-- Opening Marker --

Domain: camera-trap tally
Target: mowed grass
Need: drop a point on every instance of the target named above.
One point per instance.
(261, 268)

-- Closing Marker --

What is being asked: Each line in the data is to be written out precisely.

Answer space:
Domain: camera-trap tally
Target: mowed grass
Need: drop a point on every instance of the target named above.
One point per instance.
(261, 268)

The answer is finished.